▶ **What to work on**:
1. According to the timeline, how many persons died in the fire inside the Iroquois Theater in Chicago?
2. Say whether each statement agrees with the timeline: (a) St. Paul's Cathedral was destroyed in the 1940 bombing of London. (b) Vaclav Havel spent five years in jail for his beliefs. (c) The USS Monitor sank off Cape Hatteras during a storm.
3. Write out the timeline passage that begins at the words "They then tied" and ends after "were badly damaged.". Put "firebombs" wherever "incendiary bombs" appears.

December 29-30, 1916
- In the waning days of the Romanov dynasty, Russian 'monk' Rasputin (Grigory
Yefimovich Novykh) was assassinated. A group of conspirators had lured him
to a private home then poisoned and shot him, although he did not die.
They then tied him up and threw him into the Neva River, in which he
drowned. Rasputin had gained enormous influence with Russian Emperor
Nicholas II and the Empress Alexandra, claiming divine inspiration and the
ability to perform miracles, especially in helping young Czar Nicky, a
hemophiliac. He also urged severe measures in dealing with the peasant
masses and for a time had virtually dictated government policy.
December 29, 1940
- During the Blitz, German aircraft dropped thousands of incendiary bombs
on the center of London, causing the worst fire damage since the great
fire of 1666. St. Paul's Cathedral survived but eight other Wren churches
along with the Guildhall and Old Bailey were badly damaged.
December 29, 1965
- During the Vietnam War, North Vietnamese President Ho Chi Minh rejected
unconditional peace talks offered by the U.S.
December 29, 1989
- Playwright and human rights activist Vaclav Havel was sworn in as
president of Czechoslovakia. He had formerly been denounced by Czech
Communists as an enemy of the state and had spent five years in jail for
his beliefs.
December 30, 1803
- The Stars and Stripes was raised over New Orleans as the United
States took formal possession of the territory of Louisiana, an area of
885,000 square miles, nearly doubling the size of the country. The
territory had been purchased from France for approximately $15 million.
*
December 30, 1862
- During the U.S. Civil War, the Union ironclad ship USS Monitor
sank off Cape Hatteras during a storm, resulting in the loss of sixteen
crewmen.
December 30, 1903
- In Chicago, a fire inside the Iroquois Theater killed 588 persons,
eventually resulting in new fire safety codes for theaters.
December 30, 1922
- The USSR (Union of Soviet Socialist Republics) was established through
the confederation of Russia, Byelorussia, Ukraine and the Transcaucasian
Federation.

▶ **Given records**:
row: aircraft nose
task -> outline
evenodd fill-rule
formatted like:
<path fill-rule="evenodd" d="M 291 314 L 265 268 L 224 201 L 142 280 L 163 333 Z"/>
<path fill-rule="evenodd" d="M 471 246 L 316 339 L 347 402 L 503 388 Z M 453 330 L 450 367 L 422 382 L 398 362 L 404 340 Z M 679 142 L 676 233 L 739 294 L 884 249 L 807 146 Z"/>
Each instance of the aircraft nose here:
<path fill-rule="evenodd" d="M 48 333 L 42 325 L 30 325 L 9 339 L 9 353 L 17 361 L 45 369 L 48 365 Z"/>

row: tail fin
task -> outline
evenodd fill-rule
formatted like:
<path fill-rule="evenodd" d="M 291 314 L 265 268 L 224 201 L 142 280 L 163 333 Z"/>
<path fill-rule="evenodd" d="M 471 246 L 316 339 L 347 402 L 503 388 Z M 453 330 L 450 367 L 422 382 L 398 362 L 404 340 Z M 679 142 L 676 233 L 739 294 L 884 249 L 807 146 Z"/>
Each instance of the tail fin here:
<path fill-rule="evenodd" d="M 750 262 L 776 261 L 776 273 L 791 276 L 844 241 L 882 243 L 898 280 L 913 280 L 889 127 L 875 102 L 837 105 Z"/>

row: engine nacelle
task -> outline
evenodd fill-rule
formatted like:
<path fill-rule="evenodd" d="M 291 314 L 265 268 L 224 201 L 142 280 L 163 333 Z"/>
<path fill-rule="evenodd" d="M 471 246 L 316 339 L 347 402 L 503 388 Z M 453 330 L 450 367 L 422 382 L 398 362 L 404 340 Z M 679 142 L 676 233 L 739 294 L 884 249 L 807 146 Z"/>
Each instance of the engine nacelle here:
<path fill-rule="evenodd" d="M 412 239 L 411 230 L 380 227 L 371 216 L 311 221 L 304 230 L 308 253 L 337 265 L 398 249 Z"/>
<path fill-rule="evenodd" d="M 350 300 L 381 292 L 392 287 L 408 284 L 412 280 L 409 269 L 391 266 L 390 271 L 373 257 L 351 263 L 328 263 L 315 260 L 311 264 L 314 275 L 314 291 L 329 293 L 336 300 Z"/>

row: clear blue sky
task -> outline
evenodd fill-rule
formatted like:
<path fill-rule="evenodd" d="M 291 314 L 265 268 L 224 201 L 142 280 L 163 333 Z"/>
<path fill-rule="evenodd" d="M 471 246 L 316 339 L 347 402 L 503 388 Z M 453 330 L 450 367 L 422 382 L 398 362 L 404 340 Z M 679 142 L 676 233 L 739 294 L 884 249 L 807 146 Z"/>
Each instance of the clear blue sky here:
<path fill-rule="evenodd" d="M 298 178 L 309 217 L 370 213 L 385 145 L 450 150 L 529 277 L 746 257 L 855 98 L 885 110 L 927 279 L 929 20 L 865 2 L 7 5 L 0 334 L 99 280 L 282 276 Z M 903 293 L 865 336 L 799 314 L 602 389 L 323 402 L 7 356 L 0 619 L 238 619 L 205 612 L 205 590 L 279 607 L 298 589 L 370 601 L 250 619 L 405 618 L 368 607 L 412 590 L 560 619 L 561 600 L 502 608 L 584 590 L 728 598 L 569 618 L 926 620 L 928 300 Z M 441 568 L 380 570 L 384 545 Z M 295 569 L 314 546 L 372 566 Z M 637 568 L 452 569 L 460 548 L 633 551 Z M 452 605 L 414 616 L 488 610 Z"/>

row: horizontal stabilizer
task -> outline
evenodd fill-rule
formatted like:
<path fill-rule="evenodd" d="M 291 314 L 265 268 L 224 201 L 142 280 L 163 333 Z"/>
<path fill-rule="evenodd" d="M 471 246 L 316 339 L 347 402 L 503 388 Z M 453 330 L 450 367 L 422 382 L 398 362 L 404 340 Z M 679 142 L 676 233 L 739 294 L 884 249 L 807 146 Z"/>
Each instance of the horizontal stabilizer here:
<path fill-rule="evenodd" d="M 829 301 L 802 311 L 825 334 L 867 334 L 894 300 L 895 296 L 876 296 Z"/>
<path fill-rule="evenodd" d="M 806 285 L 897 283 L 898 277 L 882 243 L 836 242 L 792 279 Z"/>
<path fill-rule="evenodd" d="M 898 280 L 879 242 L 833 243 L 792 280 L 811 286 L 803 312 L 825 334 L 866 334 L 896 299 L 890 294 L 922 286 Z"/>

▶ **Answers below**:
1. The fire killed 588 persons.

2.
(a) No: "St. Paul's Cathedral survived"
(b) Yes: "had spent five years in jail for his beliefs"
(c) Yes: "sank off Cape Hatteras during a storm"

3.
They then tied him up and threw him into the Neva River, in which he
drowned. Rasputin had gained enormous influence with Russian Emperor
Nicholas II and the Empress Alexandra, claiming divine inspiration and the
ability to perform miracles, especially in helping young Czar Nicky, a
hemophiliac. He also urged severe measures in dealing with the peasant
masses and for a time had virtually dictated government policy.
December 29, 1940
- During the Blitz, German aircraft dropped thousands of firebombs
on the center of London, causing the worst fire damage since the great
fire of 1666. St. Paul's Cathedral survived but eight other Wren churches
along with the Guildhall and Old Bailey were badly damaged.